SHORT EXERCISE →
Tally the lines in the data below that contain the string "long", and reply with that number alone.

RECORDS FOR PROCESSING →
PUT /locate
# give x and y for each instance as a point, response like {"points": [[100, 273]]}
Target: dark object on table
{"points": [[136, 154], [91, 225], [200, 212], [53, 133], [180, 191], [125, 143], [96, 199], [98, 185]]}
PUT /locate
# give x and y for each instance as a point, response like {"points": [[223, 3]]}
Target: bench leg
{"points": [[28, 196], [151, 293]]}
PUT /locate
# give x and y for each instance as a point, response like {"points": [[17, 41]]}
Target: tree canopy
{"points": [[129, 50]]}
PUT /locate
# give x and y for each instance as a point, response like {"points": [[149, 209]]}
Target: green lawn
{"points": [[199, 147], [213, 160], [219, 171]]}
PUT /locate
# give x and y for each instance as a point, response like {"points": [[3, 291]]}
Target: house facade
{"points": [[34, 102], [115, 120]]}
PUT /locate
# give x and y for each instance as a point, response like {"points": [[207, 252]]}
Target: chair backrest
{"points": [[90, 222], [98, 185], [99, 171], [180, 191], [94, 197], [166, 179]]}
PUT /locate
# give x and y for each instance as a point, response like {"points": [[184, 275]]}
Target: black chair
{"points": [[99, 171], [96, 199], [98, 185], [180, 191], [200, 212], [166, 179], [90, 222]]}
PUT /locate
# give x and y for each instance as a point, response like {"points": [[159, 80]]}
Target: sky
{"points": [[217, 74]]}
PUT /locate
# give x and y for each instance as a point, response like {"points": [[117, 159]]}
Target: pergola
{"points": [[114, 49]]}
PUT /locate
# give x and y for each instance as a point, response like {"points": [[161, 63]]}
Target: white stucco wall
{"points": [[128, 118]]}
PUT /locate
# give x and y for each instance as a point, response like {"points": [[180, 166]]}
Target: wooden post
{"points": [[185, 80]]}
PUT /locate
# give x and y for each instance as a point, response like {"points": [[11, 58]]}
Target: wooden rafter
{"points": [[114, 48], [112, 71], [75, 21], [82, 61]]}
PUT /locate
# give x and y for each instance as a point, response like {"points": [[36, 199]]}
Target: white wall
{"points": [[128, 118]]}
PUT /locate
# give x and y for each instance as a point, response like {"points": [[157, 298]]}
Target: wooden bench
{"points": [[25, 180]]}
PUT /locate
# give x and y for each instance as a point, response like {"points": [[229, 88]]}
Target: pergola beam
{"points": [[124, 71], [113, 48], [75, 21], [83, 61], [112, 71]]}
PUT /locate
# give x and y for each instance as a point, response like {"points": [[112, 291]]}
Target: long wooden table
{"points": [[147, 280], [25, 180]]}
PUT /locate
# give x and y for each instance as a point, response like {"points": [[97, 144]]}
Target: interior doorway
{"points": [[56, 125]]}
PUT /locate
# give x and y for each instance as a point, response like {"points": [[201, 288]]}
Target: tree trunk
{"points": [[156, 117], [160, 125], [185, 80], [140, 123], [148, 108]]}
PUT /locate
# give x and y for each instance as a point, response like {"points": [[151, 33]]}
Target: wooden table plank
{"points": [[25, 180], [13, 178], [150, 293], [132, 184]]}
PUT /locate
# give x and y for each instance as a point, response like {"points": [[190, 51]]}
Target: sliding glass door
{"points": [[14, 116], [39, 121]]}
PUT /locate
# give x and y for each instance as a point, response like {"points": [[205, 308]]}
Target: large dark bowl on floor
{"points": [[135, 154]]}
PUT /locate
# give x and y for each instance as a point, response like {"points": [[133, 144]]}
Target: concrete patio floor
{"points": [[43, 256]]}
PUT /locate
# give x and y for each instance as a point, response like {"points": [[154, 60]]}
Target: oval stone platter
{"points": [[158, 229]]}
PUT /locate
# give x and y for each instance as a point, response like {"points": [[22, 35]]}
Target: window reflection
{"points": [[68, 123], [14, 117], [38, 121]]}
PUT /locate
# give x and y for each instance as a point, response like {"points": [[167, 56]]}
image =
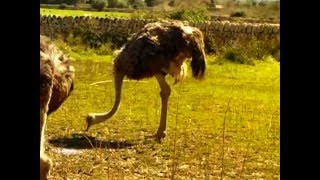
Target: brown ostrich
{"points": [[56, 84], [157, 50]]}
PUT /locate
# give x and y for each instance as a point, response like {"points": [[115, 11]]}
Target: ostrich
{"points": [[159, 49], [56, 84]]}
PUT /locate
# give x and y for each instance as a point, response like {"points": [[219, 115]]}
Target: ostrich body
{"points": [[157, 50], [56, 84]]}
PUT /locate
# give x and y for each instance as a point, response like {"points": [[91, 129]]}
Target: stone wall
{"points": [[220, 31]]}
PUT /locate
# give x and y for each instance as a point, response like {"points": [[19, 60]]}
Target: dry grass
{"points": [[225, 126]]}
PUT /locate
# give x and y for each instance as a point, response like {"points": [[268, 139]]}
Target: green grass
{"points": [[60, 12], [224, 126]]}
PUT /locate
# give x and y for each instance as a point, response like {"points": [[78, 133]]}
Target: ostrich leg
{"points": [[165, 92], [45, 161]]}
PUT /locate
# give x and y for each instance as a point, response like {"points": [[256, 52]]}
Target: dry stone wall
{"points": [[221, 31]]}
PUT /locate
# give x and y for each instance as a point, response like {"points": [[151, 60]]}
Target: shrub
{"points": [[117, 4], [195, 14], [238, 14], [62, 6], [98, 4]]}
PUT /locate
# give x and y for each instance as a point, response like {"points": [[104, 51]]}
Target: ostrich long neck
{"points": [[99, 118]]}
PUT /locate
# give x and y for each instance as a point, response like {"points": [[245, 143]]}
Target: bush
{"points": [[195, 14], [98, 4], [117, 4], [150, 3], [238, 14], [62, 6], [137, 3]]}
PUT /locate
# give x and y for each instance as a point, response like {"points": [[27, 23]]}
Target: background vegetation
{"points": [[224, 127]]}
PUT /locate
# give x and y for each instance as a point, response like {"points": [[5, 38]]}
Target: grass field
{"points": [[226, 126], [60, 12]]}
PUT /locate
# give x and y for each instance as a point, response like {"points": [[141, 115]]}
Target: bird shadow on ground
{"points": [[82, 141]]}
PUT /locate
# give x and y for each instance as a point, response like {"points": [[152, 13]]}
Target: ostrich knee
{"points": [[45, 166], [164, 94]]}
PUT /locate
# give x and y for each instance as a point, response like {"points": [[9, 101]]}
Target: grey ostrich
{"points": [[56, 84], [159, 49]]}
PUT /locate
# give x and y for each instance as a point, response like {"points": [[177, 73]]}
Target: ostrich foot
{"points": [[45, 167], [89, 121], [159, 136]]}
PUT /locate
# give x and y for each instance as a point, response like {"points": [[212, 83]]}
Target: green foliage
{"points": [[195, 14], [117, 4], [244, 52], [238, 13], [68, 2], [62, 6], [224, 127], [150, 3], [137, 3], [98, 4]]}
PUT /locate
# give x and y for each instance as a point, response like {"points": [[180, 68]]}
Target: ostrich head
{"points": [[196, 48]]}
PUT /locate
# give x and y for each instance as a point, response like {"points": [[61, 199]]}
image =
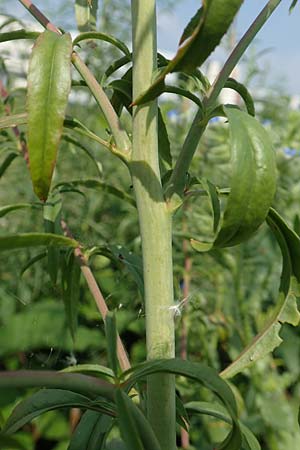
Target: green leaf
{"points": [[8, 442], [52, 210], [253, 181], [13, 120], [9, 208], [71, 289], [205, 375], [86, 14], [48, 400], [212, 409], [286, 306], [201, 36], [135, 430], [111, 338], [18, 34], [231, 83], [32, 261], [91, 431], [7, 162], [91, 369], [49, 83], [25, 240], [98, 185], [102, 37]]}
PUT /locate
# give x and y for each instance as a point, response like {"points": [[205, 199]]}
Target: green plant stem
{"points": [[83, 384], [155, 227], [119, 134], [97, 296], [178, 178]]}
==
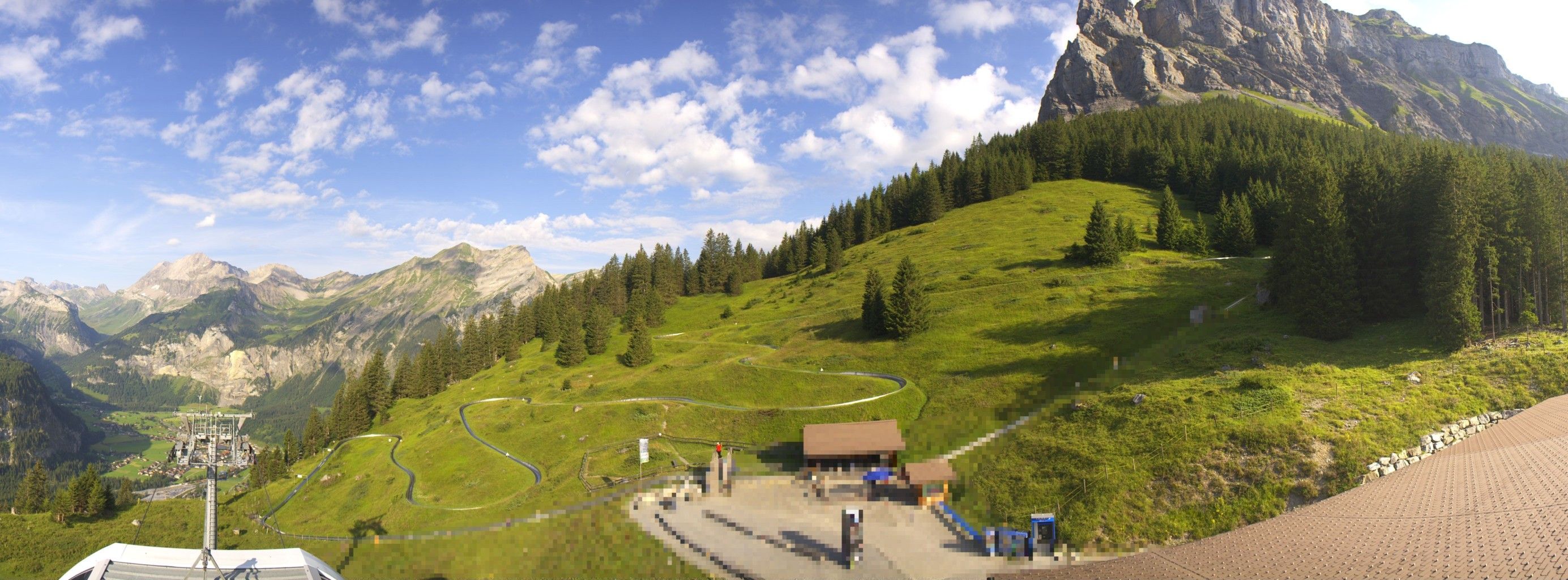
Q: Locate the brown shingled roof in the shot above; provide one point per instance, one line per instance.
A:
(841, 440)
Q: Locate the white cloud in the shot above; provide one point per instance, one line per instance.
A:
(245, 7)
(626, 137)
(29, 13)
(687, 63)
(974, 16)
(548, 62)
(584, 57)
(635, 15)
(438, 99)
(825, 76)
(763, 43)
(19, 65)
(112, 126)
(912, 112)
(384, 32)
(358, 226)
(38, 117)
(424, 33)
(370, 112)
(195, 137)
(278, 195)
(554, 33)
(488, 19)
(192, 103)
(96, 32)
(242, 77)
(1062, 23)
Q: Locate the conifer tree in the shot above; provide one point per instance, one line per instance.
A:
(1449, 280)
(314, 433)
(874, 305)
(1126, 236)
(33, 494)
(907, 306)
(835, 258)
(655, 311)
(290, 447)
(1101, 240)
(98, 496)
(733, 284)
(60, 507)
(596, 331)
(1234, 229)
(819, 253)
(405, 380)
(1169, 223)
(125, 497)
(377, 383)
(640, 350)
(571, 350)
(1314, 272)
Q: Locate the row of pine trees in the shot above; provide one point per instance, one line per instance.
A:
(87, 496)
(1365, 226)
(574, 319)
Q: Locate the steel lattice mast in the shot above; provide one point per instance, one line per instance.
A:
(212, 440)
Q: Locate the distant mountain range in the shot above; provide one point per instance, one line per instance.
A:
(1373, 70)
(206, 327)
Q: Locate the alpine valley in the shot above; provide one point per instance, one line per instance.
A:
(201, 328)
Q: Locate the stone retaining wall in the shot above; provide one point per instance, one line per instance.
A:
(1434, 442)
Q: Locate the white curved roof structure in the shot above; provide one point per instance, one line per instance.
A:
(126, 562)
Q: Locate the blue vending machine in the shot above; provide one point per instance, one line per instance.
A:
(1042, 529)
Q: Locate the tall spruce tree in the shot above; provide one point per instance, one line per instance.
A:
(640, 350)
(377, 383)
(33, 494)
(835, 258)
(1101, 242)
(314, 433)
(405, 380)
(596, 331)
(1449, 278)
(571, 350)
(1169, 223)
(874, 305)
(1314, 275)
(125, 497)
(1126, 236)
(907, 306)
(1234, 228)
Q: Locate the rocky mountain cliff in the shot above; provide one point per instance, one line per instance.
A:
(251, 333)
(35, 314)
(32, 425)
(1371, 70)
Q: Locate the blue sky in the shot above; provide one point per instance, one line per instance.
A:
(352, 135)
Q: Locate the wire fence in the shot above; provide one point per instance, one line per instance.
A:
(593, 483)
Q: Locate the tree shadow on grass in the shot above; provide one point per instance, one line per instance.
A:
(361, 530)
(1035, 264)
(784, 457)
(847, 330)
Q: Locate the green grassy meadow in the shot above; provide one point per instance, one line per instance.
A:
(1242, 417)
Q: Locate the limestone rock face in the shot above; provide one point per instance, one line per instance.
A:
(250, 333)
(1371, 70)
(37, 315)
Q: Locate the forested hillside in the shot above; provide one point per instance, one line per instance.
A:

EXERCISE OUTPUT →
2